*What is expected:* Retype the rows below word for word, leaving out the pictures.

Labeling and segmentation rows
***

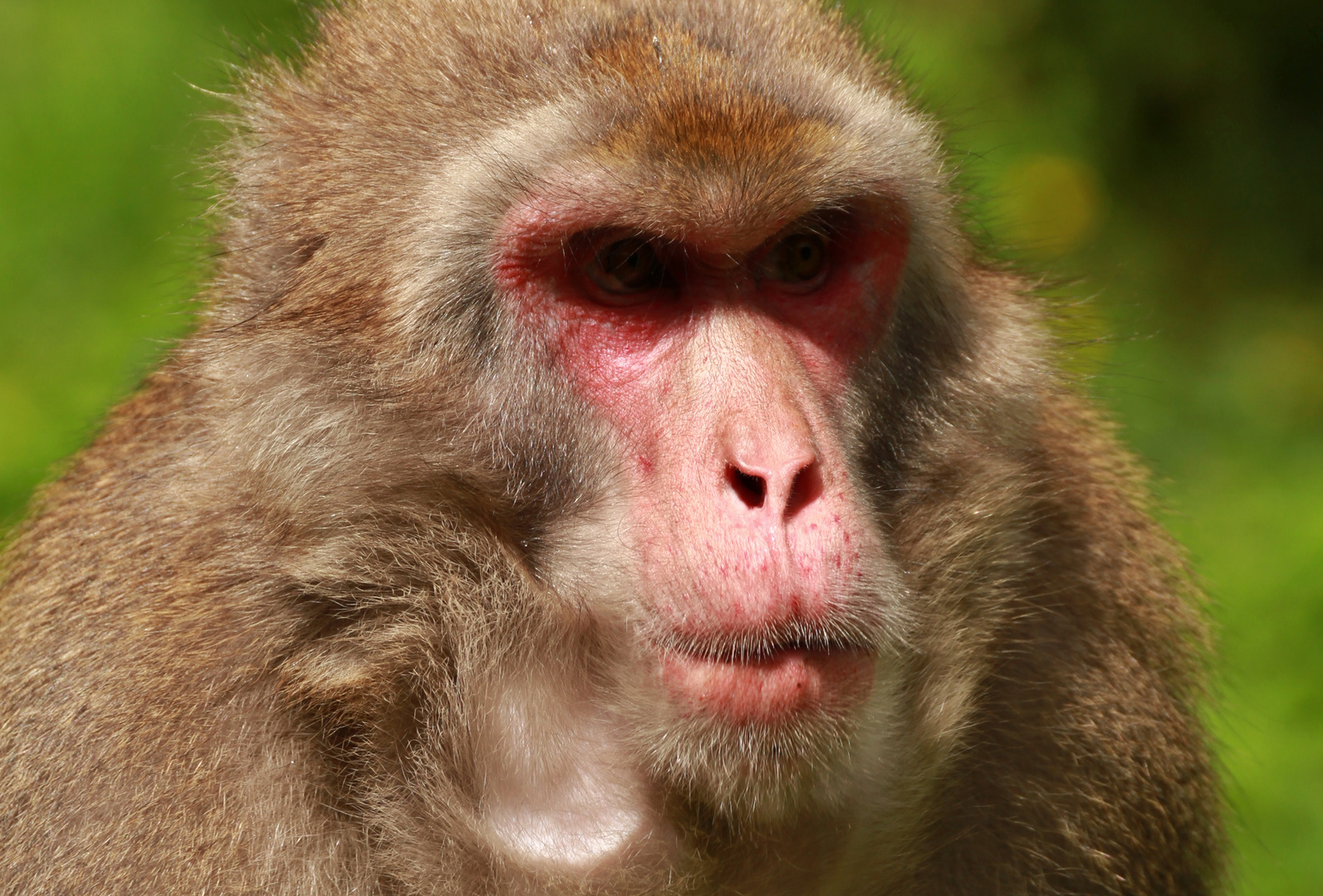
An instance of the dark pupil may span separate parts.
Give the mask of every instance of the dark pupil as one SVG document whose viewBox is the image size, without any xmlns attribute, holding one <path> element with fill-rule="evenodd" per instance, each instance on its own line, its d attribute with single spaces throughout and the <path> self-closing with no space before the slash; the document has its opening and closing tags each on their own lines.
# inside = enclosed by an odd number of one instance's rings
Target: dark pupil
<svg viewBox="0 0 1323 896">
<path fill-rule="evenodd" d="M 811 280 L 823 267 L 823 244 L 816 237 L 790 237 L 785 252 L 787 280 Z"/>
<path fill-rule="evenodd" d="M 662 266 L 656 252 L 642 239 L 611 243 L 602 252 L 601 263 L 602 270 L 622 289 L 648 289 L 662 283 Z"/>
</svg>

***

*Exercise answer:*
An instance of the dark pupil may span separate parts.
Give the mask of every instance of the dark pupil as one SVG document whose viewBox is the image size, without any xmlns attribute, holding one <path> element with fill-rule="evenodd" per instance, each instance on its own line, its d attribute with single spaces throughout and the <path> self-closing with no space before the slash; the document has its opening and closing tags each on their own lines.
# inside = enclosed by an odd number of one instance's rings
Target: dark pupil
<svg viewBox="0 0 1323 896">
<path fill-rule="evenodd" d="M 811 280 L 823 267 L 823 244 L 816 237 L 790 237 L 785 252 L 787 280 Z"/>
<path fill-rule="evenodd" d="M 662 266 L 656 252 L 642 239 L 611 243 L 602 252 L 601 263 L 602 270 L 622 289 L 648 289 L 662 283 Z"/>
</svg>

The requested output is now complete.